WHAT YOU ARE ASKED TO DO: Find each line below that contains the word "green", and copy every such line in full.

ENTRIES SUPPLIED:

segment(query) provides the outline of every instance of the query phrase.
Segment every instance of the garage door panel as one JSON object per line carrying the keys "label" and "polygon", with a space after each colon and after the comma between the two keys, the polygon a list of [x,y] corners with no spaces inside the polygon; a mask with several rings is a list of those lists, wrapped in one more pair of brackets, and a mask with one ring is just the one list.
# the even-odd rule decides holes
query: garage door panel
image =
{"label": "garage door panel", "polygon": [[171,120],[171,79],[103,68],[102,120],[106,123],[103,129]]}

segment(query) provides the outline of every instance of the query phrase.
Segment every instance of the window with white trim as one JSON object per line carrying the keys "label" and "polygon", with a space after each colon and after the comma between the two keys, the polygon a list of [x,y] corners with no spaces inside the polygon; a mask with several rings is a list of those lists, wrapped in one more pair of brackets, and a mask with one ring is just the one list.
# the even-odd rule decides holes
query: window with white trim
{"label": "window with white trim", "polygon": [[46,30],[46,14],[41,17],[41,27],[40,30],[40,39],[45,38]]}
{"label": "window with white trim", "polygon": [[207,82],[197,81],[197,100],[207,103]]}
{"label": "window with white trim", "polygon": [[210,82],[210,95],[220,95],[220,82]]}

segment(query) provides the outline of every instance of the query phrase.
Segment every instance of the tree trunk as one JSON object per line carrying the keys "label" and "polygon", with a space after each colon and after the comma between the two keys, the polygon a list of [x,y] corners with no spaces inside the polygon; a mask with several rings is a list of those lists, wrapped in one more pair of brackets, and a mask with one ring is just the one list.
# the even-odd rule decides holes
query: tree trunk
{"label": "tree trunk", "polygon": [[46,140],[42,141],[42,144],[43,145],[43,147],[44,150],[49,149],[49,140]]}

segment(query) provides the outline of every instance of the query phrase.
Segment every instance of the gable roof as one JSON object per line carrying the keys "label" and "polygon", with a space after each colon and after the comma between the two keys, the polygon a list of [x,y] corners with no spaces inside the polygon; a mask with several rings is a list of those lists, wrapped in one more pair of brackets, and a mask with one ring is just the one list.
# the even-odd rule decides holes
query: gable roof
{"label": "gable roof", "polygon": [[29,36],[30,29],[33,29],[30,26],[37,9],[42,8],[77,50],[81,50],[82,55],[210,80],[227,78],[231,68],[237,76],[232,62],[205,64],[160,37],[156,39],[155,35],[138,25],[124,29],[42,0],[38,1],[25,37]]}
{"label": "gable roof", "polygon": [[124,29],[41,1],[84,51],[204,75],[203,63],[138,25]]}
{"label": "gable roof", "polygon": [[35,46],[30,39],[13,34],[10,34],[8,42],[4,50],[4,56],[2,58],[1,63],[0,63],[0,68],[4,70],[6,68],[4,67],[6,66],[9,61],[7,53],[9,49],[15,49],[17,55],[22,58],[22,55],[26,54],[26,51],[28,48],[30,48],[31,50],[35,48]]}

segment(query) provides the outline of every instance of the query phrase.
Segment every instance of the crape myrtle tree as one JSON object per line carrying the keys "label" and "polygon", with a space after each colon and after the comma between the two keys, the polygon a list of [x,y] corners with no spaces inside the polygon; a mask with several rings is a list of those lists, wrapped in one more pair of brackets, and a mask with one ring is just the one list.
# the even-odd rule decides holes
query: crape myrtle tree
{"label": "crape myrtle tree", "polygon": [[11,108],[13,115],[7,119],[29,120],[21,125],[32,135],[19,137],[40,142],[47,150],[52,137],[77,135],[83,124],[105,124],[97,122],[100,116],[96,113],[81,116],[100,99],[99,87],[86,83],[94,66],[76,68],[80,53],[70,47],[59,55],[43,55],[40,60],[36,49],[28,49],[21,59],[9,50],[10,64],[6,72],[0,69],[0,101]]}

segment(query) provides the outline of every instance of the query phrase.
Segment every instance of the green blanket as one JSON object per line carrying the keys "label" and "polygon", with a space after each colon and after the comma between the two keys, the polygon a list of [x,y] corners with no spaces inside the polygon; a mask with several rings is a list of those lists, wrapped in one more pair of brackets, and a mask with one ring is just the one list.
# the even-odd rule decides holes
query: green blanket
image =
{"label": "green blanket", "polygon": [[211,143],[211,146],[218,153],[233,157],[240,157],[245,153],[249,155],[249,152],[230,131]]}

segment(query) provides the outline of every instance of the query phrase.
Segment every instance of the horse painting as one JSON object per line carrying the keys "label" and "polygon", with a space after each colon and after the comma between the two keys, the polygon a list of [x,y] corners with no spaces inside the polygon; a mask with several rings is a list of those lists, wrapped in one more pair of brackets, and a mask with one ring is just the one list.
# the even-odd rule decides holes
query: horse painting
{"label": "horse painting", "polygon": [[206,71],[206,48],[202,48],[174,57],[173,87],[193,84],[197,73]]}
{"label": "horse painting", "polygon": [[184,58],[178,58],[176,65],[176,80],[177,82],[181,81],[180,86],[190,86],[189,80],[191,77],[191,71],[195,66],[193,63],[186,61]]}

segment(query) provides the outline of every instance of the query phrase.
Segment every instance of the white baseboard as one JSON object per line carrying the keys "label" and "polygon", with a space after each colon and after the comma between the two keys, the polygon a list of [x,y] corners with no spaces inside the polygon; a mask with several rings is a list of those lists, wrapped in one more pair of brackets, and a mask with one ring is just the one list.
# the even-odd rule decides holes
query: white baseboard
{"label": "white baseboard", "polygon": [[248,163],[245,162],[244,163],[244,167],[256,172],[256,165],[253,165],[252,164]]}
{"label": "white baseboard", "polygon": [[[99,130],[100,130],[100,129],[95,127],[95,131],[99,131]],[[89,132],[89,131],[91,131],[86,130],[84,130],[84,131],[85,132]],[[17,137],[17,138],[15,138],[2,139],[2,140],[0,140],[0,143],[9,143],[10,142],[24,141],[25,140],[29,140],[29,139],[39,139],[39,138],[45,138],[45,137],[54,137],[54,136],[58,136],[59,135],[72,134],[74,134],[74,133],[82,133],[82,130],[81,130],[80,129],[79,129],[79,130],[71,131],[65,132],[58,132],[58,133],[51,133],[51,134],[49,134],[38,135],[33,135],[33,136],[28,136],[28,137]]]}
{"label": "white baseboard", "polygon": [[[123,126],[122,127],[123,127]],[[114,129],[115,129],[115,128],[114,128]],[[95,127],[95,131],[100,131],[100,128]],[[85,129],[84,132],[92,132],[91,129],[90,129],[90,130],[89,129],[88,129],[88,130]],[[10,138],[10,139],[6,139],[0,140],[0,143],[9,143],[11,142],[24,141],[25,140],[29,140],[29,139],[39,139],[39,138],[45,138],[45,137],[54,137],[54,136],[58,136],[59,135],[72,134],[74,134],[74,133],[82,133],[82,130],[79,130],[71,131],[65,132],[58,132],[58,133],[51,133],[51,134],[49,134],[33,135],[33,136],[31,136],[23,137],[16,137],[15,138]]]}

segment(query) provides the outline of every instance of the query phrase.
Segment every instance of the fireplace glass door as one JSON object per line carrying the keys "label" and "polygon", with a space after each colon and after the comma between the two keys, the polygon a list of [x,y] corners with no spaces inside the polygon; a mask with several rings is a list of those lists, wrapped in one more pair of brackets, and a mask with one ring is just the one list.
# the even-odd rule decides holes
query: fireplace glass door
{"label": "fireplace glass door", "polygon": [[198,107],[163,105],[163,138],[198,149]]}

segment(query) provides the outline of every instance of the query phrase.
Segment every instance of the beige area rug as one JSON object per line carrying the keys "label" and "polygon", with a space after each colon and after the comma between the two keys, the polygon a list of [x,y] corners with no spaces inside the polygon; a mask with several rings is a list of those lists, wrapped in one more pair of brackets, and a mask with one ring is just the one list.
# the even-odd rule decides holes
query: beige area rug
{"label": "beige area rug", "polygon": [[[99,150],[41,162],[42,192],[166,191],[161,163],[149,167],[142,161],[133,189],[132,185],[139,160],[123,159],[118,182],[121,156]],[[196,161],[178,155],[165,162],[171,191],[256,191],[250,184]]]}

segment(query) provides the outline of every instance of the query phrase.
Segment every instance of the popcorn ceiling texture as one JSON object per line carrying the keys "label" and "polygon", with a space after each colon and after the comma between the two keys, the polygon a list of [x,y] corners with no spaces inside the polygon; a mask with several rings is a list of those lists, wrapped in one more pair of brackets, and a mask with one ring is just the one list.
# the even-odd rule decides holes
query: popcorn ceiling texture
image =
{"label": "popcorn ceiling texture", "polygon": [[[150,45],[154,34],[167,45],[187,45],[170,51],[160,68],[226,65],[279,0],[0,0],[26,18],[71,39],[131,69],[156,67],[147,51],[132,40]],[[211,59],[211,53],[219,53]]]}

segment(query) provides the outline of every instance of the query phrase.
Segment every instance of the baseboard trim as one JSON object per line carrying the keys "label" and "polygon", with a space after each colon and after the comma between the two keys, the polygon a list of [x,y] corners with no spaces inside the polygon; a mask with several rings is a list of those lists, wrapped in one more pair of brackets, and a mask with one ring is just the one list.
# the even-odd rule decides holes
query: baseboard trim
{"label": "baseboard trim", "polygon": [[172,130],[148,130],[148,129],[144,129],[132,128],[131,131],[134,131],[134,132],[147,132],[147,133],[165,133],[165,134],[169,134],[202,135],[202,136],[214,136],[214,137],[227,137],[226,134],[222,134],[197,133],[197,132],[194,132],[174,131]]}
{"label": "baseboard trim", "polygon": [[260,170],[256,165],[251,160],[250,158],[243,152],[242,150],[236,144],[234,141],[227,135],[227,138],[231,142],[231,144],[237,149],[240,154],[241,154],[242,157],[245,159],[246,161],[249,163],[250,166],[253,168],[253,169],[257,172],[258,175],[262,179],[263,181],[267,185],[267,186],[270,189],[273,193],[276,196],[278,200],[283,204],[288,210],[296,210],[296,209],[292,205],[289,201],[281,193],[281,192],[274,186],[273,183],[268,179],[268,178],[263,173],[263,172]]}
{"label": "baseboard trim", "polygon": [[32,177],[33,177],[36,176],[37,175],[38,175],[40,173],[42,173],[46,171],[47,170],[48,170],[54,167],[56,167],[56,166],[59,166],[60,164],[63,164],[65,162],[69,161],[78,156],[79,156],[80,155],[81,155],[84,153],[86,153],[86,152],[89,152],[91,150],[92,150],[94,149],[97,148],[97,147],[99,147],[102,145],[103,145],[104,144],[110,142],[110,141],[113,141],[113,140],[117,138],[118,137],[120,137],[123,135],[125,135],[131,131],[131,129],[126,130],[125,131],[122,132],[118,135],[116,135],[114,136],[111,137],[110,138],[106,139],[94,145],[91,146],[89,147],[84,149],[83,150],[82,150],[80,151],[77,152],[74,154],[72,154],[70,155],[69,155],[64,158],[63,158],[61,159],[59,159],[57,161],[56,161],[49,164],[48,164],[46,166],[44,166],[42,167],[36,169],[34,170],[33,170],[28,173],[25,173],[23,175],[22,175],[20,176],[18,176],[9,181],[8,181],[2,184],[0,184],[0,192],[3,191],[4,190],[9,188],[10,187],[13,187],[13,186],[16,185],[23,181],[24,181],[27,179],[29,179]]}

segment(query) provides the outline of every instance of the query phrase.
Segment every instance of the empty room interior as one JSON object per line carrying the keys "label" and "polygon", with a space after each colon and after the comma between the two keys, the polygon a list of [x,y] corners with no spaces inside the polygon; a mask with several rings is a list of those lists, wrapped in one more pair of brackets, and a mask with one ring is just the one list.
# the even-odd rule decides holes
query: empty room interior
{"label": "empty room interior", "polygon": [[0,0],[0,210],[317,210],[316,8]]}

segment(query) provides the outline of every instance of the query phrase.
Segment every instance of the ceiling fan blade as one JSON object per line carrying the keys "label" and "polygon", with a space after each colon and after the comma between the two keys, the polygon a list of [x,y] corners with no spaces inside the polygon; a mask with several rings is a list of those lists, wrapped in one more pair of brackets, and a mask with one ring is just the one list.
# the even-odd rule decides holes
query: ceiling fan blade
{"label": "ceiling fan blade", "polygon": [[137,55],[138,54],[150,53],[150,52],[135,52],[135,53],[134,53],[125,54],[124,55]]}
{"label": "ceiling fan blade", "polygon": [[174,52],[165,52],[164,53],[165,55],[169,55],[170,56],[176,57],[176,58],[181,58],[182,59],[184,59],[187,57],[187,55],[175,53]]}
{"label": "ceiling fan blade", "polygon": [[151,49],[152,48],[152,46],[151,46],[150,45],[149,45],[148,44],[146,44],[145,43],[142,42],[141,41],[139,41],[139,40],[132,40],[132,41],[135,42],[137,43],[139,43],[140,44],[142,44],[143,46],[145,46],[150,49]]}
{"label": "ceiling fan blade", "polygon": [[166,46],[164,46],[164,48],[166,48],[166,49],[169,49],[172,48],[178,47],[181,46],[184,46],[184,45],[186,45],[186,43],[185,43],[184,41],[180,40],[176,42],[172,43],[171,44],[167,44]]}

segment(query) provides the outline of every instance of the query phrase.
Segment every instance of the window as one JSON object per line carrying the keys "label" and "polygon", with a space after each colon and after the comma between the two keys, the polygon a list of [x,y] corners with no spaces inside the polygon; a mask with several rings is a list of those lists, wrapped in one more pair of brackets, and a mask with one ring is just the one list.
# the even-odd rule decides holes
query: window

COMPLETE RESPONSE:
Segment every instance of the green blanket as one JSON object per line carrying the keys "label" and "polygon", with a space after each colon and after the comma between the two keys, the polygon a list of [x,y] corners with no spaces inside the polygon; a mask with several rings is a list of those lists, wrapped in one more pair of brackets, and a mask with one ring is just the one list.
query: green blanket
{"label": "green blanket", "polygon": [[211,143],[211,146],[218,153],[233,157],[240,157],[245,153],[249,155],[249,152],[230,131]]}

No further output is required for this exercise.